◆ What this task involves ◆
Pick out every line of the data that contains the string "white" and copy each one.

◆ Material provided ◆
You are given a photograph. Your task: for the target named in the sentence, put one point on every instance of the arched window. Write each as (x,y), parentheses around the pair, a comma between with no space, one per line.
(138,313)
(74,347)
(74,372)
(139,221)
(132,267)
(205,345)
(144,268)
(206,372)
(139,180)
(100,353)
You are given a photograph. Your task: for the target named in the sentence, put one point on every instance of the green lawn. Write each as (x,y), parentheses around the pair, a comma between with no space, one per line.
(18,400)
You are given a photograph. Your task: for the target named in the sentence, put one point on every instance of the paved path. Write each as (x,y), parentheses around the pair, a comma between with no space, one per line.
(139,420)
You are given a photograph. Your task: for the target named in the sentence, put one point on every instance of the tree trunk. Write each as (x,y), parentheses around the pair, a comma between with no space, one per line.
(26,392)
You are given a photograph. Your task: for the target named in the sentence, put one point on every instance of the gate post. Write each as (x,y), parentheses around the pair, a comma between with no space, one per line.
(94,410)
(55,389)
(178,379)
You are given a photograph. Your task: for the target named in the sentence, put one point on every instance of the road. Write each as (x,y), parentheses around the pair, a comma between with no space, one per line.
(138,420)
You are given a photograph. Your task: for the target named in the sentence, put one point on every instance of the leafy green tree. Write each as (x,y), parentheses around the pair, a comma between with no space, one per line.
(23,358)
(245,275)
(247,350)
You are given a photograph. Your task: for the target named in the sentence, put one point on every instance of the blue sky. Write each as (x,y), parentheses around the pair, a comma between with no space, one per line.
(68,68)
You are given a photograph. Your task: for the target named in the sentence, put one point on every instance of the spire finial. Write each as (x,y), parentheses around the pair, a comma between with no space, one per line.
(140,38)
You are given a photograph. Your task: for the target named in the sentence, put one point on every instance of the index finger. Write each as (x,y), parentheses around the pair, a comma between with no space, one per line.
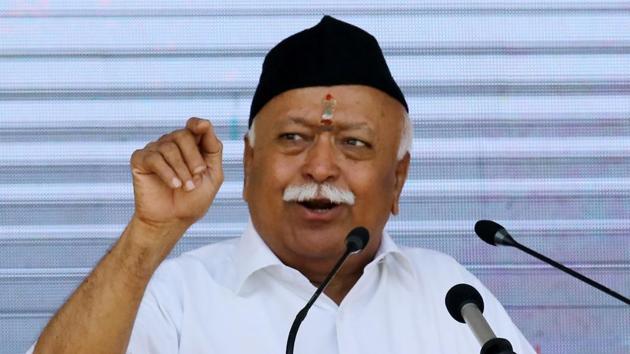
(203,129)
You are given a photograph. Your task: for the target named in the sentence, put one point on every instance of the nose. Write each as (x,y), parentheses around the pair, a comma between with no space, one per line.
(321,161)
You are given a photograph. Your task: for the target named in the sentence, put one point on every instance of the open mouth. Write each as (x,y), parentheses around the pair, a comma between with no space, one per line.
(318,205)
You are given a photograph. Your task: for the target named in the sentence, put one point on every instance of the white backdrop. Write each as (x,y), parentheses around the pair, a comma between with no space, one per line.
(521,114)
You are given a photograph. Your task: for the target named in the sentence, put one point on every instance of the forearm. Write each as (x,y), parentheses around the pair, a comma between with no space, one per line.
(99,315)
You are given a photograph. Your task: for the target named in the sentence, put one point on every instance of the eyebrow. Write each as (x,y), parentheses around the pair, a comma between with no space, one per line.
(342,126)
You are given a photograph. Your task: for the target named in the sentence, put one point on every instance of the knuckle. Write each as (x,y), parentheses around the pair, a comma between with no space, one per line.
(169,148)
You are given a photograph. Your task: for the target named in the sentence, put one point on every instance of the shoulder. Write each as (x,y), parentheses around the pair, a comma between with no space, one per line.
(426,260)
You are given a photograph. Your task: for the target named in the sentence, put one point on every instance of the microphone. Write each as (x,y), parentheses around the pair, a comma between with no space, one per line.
(465,305)
(495,234)
(356,241)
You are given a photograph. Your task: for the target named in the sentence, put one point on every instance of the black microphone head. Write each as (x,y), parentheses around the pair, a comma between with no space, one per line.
(487,229)
(460,295)
(357,239)
(493,233)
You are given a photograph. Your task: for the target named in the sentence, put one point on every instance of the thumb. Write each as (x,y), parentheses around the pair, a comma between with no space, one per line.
(210,146)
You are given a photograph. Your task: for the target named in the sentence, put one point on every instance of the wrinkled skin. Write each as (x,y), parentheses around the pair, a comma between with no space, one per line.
(357,152)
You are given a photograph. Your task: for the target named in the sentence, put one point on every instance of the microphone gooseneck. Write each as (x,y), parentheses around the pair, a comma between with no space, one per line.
(495,234)
(356,241)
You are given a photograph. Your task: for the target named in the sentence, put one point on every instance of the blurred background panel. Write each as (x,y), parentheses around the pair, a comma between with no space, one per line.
(521,114)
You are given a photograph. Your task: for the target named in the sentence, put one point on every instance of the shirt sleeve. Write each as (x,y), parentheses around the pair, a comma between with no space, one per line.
(155,330)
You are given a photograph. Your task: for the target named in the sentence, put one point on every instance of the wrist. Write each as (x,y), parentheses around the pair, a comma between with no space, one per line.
(144,245)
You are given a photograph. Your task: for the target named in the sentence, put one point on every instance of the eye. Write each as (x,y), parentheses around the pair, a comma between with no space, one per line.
(291,136)
(356,142)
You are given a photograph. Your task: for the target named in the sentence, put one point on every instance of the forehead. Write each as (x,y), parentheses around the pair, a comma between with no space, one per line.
(354,104)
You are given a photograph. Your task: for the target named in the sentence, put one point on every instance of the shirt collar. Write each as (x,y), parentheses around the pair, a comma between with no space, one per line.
(252,255)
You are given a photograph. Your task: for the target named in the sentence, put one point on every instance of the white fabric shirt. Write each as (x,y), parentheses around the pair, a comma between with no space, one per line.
(236,297)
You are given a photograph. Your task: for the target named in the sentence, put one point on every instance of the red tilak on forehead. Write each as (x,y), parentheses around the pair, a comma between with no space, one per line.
(329,103)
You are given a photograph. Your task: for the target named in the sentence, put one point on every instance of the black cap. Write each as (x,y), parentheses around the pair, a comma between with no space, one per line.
(331,53)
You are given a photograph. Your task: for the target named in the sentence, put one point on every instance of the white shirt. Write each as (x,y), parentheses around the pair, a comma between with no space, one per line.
(236,297)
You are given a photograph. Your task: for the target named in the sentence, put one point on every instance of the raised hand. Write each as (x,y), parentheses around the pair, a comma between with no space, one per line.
(176,178)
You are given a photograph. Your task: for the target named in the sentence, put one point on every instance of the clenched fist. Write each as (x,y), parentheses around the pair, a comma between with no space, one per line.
(176,178)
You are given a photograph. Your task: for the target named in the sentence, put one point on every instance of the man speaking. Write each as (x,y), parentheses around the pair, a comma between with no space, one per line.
(327,151)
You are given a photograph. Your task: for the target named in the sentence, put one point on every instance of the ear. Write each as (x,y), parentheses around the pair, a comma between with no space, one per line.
(248,156)
(401,176)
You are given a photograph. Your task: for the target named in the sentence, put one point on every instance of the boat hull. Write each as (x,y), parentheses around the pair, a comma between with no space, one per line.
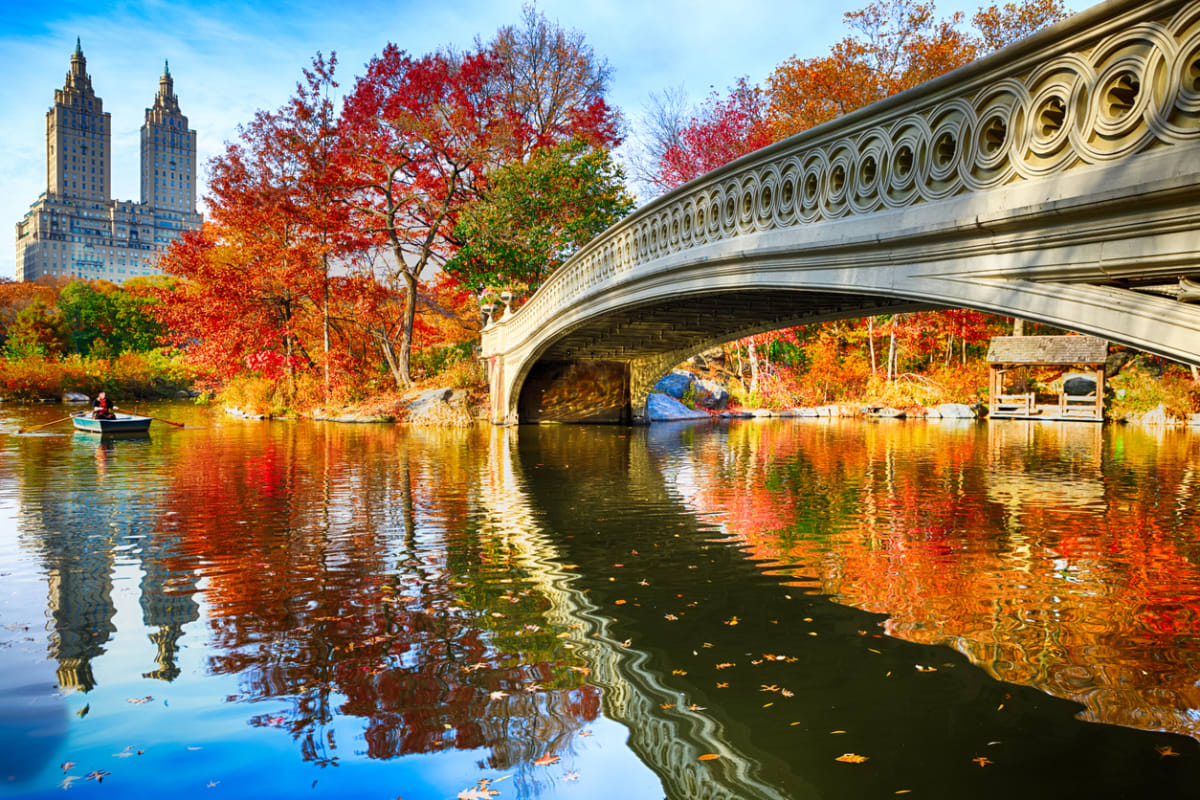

◆ Worked answer ◆
You are given a photograph. Your task: for the target named in the sentence, put one point on every instance of the white backdrop. Write each as (x,y), parentheses around the pair, a comma between with no space, one per line.
You are given a photograph. Your task: for the target named in the sentence, put one point on every instance of the white fabric shirt. Write each as (x,y), parentheses around the pair, a comma between with no space, one per line.
You are given a photograph. Your task: for the target named in the sentence, put one point on every instance of the white shirt. Write each as (x,y), parentheses around the pair, a comma between with no space, one per line.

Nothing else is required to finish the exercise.